### Selection

Single by Toby Keith

from the album Pull My Chain
- Released: August 20, 2001
- Recorded: 2000
- Genre: Country;
- Length: 3:04
- Label: DreamWorks
- Songwriter: Bobby Braddock
- Producers: James Stroud; Toby Keith;

Toby Keith singles chronology
| "I'm Just Talkin' About Tonight" (2001) | "I Wanna Talk About Me" (2001) | "My List" (2002) |

Music video
- "I Wanna Talk About Me" on YouTube

= I Wanna Talk About Me =

"I Wanna Talk About Me" is a song written by Bobby Braddock and recorded by American country music artist Toby Keith. The single was released on August 20, 2001 as the second single from Keith's 2001 album Pull My Chain. The song was his seventh number one single on the US Billboard Hot Country Singles & Tracks chart.

==Background==
Braddock ("He Stopped Loving Her Today") initially intended the song for Blake Shelton's debut album, which Braddock produced. When audience testing of the song yielded negative results, Shelton's record label decided against including it on the album. Recalling the spoken-word verses of Keith's 1998 single "Getcha Some", Braddock then decided to pitch it to him.

######
### Stored rows

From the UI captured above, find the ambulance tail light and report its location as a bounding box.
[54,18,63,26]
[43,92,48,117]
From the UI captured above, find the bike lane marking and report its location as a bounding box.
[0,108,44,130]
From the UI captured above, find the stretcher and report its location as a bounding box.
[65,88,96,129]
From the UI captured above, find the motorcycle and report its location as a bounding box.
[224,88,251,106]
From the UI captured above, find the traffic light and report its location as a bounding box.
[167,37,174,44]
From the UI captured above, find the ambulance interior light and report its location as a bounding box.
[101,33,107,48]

######
### Stored rows

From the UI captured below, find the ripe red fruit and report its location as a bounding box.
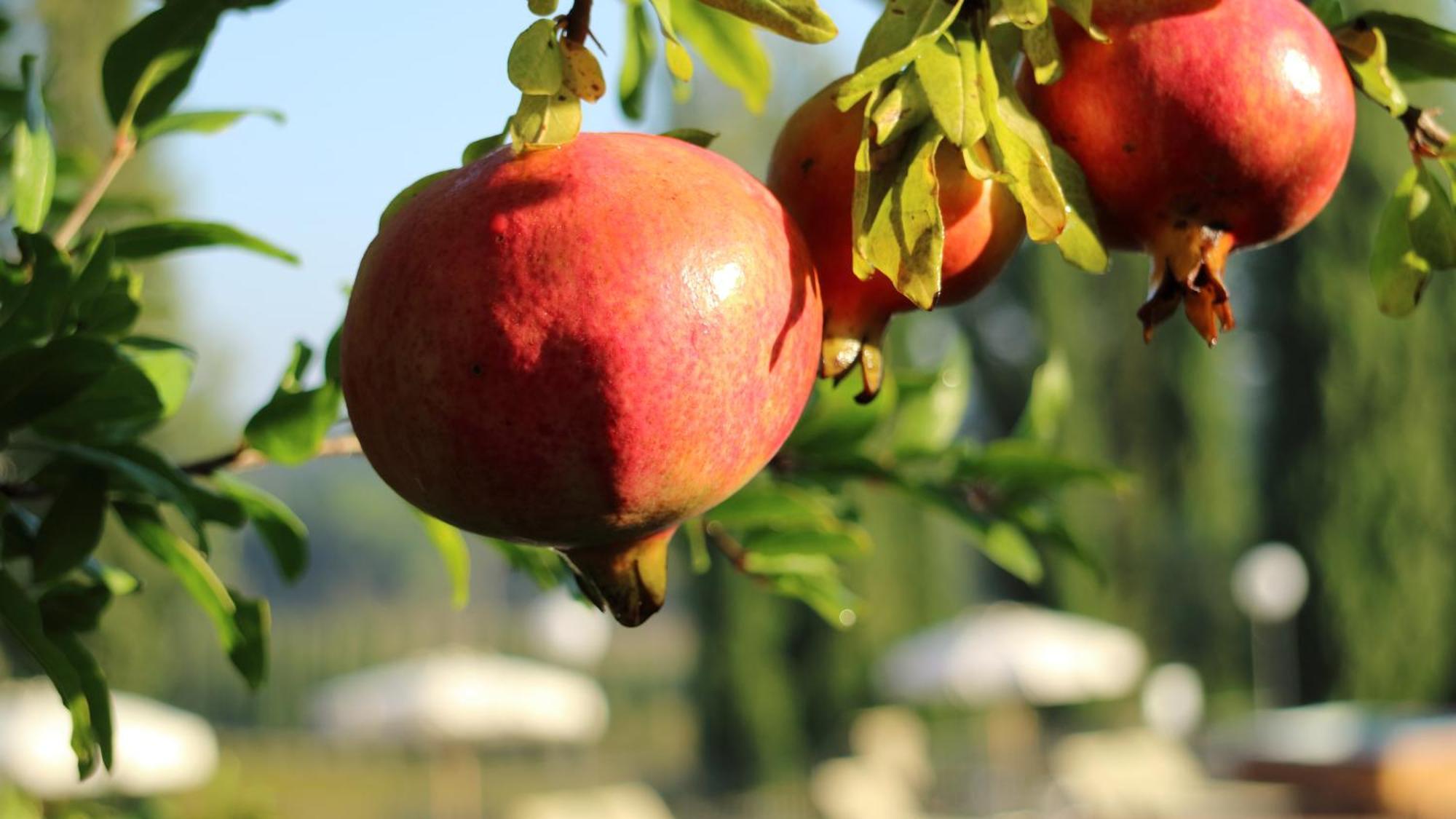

######

Written tasks
A) According to the article on "I Wanna Talk About Me," for whose debut album did Bobby Braddock first intend the song?
B) Pick up the article on "I Wanna Talk About Me" after its last sentence and continue writing it.
The material above has no connection to the article on "I Wanna Talk About Me."

Solved tasks
A) Blake Shelton's debut album, which Braddock produced.

B)
Keith told Billboard magazine that he knew he would get "banged a little" for cutting the song. "They're going to call it a rap, [although] there ain't nobody doing rap who would call it a rap."

==Content==
Similar to Keith's 1998 single "Getcha Some", "I Wanna Talk About Me" is cited as an example of country-rap, due to the use of a strong beat and rhythmically spoken lyrics. "I Wanna Talk About Me" tells of a male's frustration in his inability to converse with his partner, who wants to talk about herself. In the chorus, the singer states "I like talking about you, you, you, you, usually / But occasionally / I wanna talk about me". A musical strength of the song is its use of a I-V-vi-IV arpeggio played in a punchy rhythm.

==Critical reception==
Ray Waddell, of Billboard magazine said that men could relate to the song, "which Keith manages to sell through sheer force of personality." For The Washington Post, Paul Farhi called the song "a good-natured ditty" whose chorus "is either a justified demand for equal time or the response of an egotistical jerk." In contrast, Stephen Thomas Erlewine of All Music Guide called the song a "mocking macho white-rap" and the "weakest track" on Pull My Chain.

Reviewing the music video, Edward Morris of Country Music Television called the video a "comic gem and all the proof...that Keith can handle any acting chore."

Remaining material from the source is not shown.